読んで応用 >>
**a.** 記事によると、この研究の詳しい内容はどの学術誌に載りましたか。
**b.** 記事の一部をそのまま書き写してください。「水素イオンはpHの実体であり」のある語句から始め、「ことを明らかにしたのである。」のところで終えてください。
**c.** 記事の中で名前が出ている共同研究チームの研究者を、一人残らず挙げてください。

読む記事 >>
++++++++++

大阪大学(阪大)は3月3日、電気信号(膜電位)を利用してヒトの体が病原菌を退治する際に水素イオンの流れを制御する電位センサ型水素イオンチャネルの形を原子レベルで解明し、必要な時だけうまく水素イオンを通す仕組みを明らかにしたと発表した。
成果は、阪大 蛋白質研究所の竹下浩平招へい研究員、同・中川敦史教授、同・大学院医学系研究科の岡村康司教授らの共同研究チームによるもの。研究の詳細な内容は、3月2日付けで「Nature Structure & Molecular Biology」に掲載された。
水素イオンはpHの実体であり生体環境を維持する働きを担っている。「電位センサ型水素イオンチャネル(プロトンチャネル)」は2006年に岡村教授らによって発見された水素イオン専用の通り道となるタンパク質だ。この分子は細胞膜の中に水素イオンの通り道を作るが、常に開いているわけではなく、内蔵されたセンサが電気信号を感知した時のみ開く。このタンパク質は電位センサとして、細胞内外の電位の変化を感知するが、電位を感じるということは神経伝達や心臓の拍動などでも使われる、生体内で最も重要な機構の1つだ。しかし、この水素イオンチャネルが必要な時以外はどうやって最も小さなイオンである水素イオンを漏らさないのか、また細胞内外の電位差の変化を感知するセンサがどこにあるのかといったことはわかっていなかった。
そこで研究チームは今回、水素イオンチャネルの原子構造を理化学研究所が所有し高輝度光科学研究センターが運用する兵庫県播磨の大型放射光施設「SPring-8」に設置されたタンパク質研究所専用のビームライン「BL44XU」を使用し解析を実施。その結果、亜鉛イオンが留め金となって和傘が閉じるようにして水素イオンの通り道を閉じていることを解明したのである。
さらに、センサは和傘の軸にあたる部分にあり上下にスライドすることで水素イオンの通り道を開けたり閉めたりすることもわかった。これによって水素イオンを通す一方で、必要時以外は最小のイオンを絶対に漏らさない機構が存在することを明らかにしたのである。
脳や精巣の局所では亜鉛イオン濃度が高く、神経系細胞や精子の水素イオンチャネルは亜鉛イオンが留め金となって通路がふさがっているが、神経活動の変化や、射精などによって細胞周囲の亜鉛濃度が変わると、留め金がはずれ局所のpHが変化し、精子の運動性などが引き起こされると考えられるという。今回、水素チャネルの構造が解明されたことで、このような生命現象の新たな仕組みが明らかになると期待されるとしている。
また同タンパク質は、ヒトの体内で働くイオン透過型タンパク質(イオンチャネル)の内で最も小さな分子の1つだ。コンパクトながら多彩な機能を操るこの分子を詳しく研究することで、さまざまな創薬のターゲットとなる膜タンパク質の動作原理を詳しく解明できるという。このことから、創薬研究から分子デバイスへの応用まで、大きな波及効果の可能性があるとした。
さらに、イオンチャネルは心疾患、神経疾患、糖尿病など、種々の疾患に関連したタンパク質であり、その「形」と「働き」を原子レベルで解析した今回の研究の結果は、生命活動に重要な電気信号がどのように働いているかを理解する上で重要な成果だという。また、今回の成果は、降圧剤、抗不整脈薬、麻酔薬など多くの薬のターゲットである電位センサを持ったイオンチャネルに共通する原理の究明につながる可能性があることから、今後、神経系や免疫関連疾患に関する治療薬の開発への道を開くことが期待されるとした。

++++++++++

[テキストと領域の対応データ]
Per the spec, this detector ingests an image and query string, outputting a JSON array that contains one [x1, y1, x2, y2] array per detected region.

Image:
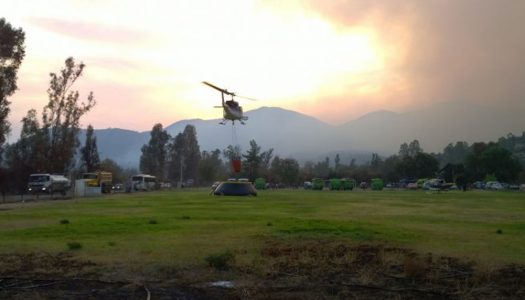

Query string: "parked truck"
[[82, 171, 113, 193], [28, 173, 71, 195]]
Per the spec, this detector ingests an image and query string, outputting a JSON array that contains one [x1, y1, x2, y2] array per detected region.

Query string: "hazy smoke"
[[310, 0, 525, 107]]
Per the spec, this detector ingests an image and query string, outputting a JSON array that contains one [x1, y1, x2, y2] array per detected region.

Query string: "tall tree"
[[168, 125, 201, 183], [242, 140, 261, 181], [0, 18, 25, 151], [440, 141, 470, 166], [278, 158, 299, 186], [42, 57, 96, 173], [466, 143, 522, 181], [140, 124, 170, 180], [195, 149, 224, 183], [182, 125, 201, 180], [80, 125, 100, 172], [2, 109, 48, 192]]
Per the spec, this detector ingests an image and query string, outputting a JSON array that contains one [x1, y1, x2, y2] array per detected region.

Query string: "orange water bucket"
[[232, 158, 241, 173]]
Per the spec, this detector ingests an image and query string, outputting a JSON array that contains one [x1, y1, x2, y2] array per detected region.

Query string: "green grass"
[[0, 189, 525, 267]]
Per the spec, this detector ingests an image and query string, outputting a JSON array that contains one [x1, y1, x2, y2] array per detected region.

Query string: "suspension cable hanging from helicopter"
[[232, 122, 238, 147]]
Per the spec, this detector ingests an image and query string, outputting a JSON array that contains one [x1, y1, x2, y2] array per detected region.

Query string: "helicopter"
[[202, 81, 256, 125]]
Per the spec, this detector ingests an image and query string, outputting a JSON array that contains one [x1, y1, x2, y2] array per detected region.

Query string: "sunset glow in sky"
[[1, 0, 525, 135]]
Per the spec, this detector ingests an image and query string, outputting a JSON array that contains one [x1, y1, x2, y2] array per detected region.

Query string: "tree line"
[[140, 124, 525, 186]]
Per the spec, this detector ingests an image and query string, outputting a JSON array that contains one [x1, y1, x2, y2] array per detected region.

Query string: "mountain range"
[[89, 102, 525, 168]]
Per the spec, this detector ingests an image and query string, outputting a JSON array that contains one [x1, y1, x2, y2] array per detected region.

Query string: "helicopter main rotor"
[[202, 81, 257, 101]]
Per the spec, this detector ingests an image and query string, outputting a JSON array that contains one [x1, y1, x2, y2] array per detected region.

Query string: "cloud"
[[29, 17, 154, 45], [304, 0, 525, 105]]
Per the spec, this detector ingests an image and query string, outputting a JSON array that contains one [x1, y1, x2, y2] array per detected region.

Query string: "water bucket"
[[232, 158, 241, 173]]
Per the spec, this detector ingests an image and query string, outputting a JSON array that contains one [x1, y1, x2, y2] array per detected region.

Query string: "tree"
[[242, 140, 262, 181], [370, 153, 383, 171], [278, 158, 299, 186], [42, 57, 96, 173], [440, 141, 470, 166], [99, 158, 126, 183], [168, 125, 201, 184], [2, 109, 48, 192], [470, 143, 522, 182], [140, 124, 170, 180], [195, 149, 224, 183], [80, 125, 100, 172], [182, 125, 201, 180], [0, 18, 25, 152], [334, 153, 341, 172]]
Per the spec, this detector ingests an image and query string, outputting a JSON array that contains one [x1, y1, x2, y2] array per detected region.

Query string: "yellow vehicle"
[[82, 171, 113, 193]]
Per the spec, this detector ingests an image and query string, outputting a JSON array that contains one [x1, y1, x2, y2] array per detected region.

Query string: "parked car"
[[27, 173, 71, 195], [485, 181, 504, 191], [472, 181, 485, 190], [407, 182, 417, 190], [509, 184, 520, 191]]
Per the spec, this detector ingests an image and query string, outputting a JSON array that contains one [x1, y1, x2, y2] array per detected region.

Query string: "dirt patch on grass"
[[234, 241, 525, 299], [0, 244, 525, 299], [0, 253, 229, 299]]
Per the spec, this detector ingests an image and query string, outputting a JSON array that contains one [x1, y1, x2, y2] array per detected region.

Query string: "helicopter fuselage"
[[223, 100, 248, 121]]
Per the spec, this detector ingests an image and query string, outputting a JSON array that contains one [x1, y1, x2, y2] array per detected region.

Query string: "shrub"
[[67, 242, 82, 250], [206, 250, 235, 270]]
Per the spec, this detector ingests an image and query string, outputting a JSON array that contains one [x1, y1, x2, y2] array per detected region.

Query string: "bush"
[[206, 250, 235, 270], [67, 242, 82, 250]]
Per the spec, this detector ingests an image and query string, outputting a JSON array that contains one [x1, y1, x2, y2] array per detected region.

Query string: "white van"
[[130, 174, 157, 191], [27, 173, 71, 195]]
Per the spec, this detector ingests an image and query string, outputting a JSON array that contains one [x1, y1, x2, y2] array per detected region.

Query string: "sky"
[[0, 0, 525, 139]]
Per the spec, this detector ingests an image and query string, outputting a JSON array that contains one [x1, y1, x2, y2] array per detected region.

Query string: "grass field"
[[0, 190, 525, 269]]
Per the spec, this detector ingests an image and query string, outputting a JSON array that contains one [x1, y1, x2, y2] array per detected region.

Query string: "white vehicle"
[[131, 174, 157, 191], [27, 173, 71, 195], [485, 181, 503, 191]]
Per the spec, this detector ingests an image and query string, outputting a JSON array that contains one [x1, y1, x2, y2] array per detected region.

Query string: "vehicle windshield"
[[29, 175, 49, 182], [82, 173, 97, 179]]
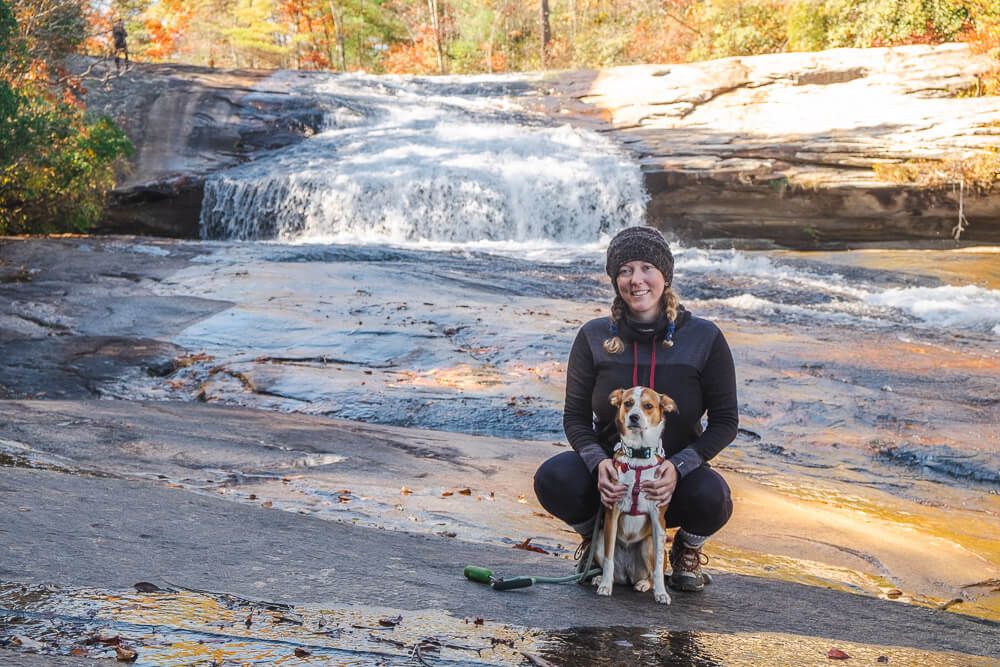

++++++++++

番号別の回答 >>
**a.** 「Nature Structure & Molecular Biology」です。

**b.**
水素イオンはpHの実体であり生体環境を維持する働きを担っている。「電位センサ型水素イオンチャネル(プロトンチャネル)」は2006年に岡村教授らによって発見された水素イオン専用の通り道となるタンパク質だ。この分子は細胞膜の中に水素イオンの通り道を作るが、常に開いているわけではなく、内蔵されたセンサが電気信号を感知した時のみ開く。このタンパク質は電位センサとして、細胞内外の電位の変化を感知するが、電位を感じるということは神経伝達や心臓の拍動などでも使われる、生体内で最も重要な機構の1つだ。しかし、この水素イオンチャネルが必要な時以外はどうやって最も小さなイオンである水素イオンを漏らさないのか、また細胞内外の電位差の変化を感知するセンサがどこにあるのかといったことはわかっていなかった。
そこで研究チームは今回、水素イオンチャネルの原子構造を理化学研究所が所有し高輝度光科学研究センターが運用する兵庫県播磨の大型放射光施設「SPring-8」に設置されたタンパク質研究所専用のビームライン「BL44XU」を使用し解析を実施。その結果、亜鉛イオンが留め金となって和傘が閉じるようにして水素イオンの通り道を閉じていることを解明したのである。
さらに、センサは和傘の軸にあたる部分にあり上下にスライドすることで水素イオンの通り道を開けたり閉めたりすることもわかった。これによって水素イオンを通す一方で、必要時以外は最小のイオンを絶対に漏らさない機構が存在することを明らかにしたのである。

**c.** 竹下浩平招へい研究員、中川敦史教授、岡村康司教授